(PASSAGE TO READ)
++++++++++++++++++++

Here at the beach my life revolves around the sea. We swim every morning, in the afternoon I walk along the water’s edge (one swim a day is enough for my dry aging skin), and in the evening we go back to the beach before sunset for dinner at one of the restaurants there. I’m drawn to the sea like a magnet. Today there were high waves that made it too difficult for swimming, but I still had to play in the surf. I share my love affair with other westerners who return year after year and now more Indian tourists are joining in.
Even though they don’t generally swim, they love to splash around in the water fully clothed.
A few days ago, a large water turtle was washed up at the edge of the sea. I knew it was dead because its head was fully extended from its shell. But the turtle could only have died a short while ago because its scaly head and fins were still pristine. Later that evening I was relieved to see it gone. I didn’t like to imagine this noble creature being picked at by birds or dogs.
Last week, I was reminded about how dangerous the sea can be. A Russian woman out swimming by herself ran into a boat. No one knows if it was a fishing boat, pleasure boat, large or small. Her face was badly cut but there was also fear of brain damage and she was taken to a Goan hospital. The strange thing was even though she’d been coming here for three years, no one knew her. The Russian living in a hut next door accompanied her to the hospital but didn’t even know her name.
Marion and Juergen have arrived from Germany. They’ve been in the country for two weeks, and have a nightmarish story of sickness. They had just arrived in Mysore when Juergen had what seemed to be a heart attack. They went to the hospital and he was kept for several days while all kinds of tests were done. Fortunately there was no evidence of a heart attack, but no conclusive explanation. And of course quite a large bill. All too familiar to Gerard’s mysterious heart episode last summer.
Frank, Peter, me and Gerard
Peter, our friend who lives in Auroville, has arrived to stay for a week. He came with a long time friend who had never been to India before but in a few months was covering a lot of the country, from Kashmir in the north, to Kerrala in the south. They’re staying at the far end of the beach from us. A beautiful spot, but too rocky for swimming. Looking back down the coast to where we are staying, I was impressed at the long and relatively empty beach.

++++++++++++++++++++

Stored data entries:
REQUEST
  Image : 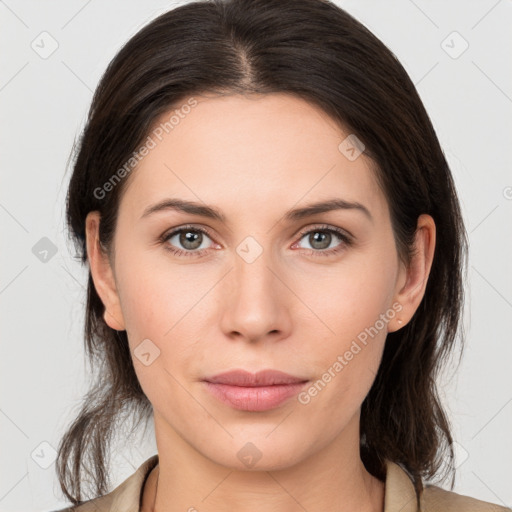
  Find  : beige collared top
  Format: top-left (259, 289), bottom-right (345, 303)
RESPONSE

++++++++++++++++++++

(TO DO) In the beach passage, what washed up at the edge of the sea a few days ago? The entries play no part in this.

(FINISHED EXERCISE) A large water turtle.